TASK DETAILS: Copy nothing before the line containing "Where can the window glass". Reproduce that line and all that follow, exactly, through the end of the records.

GIVEN DATA:
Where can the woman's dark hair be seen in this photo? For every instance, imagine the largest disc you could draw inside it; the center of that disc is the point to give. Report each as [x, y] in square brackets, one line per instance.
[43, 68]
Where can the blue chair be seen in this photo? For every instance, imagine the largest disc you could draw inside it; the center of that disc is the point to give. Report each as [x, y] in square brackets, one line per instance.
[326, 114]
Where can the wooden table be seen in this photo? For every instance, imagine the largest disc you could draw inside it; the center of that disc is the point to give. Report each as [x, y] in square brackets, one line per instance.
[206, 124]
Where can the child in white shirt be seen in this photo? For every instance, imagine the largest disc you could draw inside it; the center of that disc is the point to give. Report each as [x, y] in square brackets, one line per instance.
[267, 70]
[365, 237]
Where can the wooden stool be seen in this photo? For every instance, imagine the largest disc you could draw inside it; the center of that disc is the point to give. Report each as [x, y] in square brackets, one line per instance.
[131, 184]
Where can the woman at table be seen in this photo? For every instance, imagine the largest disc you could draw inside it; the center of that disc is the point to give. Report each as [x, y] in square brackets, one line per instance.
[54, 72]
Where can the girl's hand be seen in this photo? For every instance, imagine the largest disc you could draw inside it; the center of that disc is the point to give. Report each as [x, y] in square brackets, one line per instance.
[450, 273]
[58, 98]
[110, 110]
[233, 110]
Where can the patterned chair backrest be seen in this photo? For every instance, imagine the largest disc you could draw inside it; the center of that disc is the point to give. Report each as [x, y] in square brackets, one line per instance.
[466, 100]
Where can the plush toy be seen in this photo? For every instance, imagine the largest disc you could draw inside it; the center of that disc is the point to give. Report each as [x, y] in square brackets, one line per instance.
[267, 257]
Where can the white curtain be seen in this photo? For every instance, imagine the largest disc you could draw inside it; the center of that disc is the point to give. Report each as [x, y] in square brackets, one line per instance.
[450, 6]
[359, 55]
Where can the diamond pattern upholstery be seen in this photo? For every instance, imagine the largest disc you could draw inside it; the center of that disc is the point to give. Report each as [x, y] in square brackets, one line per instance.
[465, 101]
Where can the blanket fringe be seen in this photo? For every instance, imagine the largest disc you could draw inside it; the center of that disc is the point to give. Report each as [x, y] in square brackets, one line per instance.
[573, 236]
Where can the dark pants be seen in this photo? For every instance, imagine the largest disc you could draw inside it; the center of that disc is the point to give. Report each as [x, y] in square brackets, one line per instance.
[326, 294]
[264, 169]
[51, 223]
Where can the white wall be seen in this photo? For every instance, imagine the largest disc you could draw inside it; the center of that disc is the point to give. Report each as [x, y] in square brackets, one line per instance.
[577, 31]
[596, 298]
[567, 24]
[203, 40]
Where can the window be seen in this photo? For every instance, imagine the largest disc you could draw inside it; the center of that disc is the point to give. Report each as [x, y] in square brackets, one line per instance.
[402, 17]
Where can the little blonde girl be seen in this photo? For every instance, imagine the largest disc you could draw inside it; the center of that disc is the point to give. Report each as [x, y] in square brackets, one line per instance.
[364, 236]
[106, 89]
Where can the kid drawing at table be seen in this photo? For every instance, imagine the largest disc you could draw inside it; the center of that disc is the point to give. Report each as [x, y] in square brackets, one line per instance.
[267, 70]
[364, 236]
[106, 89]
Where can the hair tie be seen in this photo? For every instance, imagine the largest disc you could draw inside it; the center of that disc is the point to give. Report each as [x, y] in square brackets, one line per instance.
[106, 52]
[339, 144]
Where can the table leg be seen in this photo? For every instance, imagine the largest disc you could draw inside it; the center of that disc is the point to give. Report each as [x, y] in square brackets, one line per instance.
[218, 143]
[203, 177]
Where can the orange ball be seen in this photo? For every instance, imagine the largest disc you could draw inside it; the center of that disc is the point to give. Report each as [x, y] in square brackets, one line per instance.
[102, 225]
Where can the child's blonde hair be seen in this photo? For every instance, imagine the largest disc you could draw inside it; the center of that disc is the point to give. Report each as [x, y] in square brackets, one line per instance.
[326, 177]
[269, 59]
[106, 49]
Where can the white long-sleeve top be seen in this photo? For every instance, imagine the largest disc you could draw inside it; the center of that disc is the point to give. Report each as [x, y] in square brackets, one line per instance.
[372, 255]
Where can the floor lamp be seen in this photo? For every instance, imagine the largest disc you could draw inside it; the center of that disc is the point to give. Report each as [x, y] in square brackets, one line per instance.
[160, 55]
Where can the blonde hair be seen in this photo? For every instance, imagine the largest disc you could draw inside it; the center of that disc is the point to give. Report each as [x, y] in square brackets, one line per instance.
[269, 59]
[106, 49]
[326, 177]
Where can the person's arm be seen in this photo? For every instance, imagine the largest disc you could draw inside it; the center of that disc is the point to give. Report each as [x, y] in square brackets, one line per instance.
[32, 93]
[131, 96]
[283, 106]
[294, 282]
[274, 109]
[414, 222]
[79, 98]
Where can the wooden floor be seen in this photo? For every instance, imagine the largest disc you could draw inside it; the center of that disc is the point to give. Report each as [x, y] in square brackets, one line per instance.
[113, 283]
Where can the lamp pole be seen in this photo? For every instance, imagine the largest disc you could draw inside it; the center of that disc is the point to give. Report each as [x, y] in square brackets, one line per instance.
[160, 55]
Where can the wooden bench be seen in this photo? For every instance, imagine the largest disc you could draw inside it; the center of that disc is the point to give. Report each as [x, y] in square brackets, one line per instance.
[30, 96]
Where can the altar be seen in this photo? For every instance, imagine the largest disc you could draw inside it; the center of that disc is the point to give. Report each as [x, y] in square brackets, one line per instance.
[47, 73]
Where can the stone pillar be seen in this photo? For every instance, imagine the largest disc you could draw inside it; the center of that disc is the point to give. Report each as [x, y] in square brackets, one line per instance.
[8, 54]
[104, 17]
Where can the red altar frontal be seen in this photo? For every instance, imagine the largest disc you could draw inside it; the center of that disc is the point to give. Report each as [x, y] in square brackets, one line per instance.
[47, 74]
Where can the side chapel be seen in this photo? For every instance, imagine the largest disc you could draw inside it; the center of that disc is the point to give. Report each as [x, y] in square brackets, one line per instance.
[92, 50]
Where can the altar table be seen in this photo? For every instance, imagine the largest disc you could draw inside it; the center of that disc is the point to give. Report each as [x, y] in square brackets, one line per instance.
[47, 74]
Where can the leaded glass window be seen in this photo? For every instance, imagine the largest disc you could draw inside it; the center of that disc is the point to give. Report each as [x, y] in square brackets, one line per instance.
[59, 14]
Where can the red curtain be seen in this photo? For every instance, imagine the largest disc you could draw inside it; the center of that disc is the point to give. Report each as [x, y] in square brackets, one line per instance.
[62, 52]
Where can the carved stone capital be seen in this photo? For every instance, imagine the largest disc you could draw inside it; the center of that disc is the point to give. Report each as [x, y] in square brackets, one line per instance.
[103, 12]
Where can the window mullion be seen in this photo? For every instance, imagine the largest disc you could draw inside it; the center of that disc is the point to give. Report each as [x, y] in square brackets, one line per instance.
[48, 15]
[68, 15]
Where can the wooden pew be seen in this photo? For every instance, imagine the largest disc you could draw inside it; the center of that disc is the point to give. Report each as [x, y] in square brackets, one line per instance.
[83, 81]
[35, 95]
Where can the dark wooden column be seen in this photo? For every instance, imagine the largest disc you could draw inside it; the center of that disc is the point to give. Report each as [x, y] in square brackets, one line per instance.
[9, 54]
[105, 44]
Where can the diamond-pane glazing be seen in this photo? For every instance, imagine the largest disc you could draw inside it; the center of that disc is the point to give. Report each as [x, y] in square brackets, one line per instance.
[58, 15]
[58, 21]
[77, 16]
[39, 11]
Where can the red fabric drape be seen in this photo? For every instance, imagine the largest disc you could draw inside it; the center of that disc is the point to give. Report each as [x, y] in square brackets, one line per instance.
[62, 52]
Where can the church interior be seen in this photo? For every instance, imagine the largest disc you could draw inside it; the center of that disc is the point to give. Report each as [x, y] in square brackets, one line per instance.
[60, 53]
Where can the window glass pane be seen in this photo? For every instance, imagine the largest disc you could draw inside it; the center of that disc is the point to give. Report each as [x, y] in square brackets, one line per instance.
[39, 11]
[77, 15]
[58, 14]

YOUR SOLUTION:
Where can the window glass pane be seen in this photo? For every instance, imagine the largest disc you could draw inside it; the center of that disc is the point to give. Report each as [x, y] in square brackets, one line per instance.
[39, 11]
[77, 15]
[58, 14]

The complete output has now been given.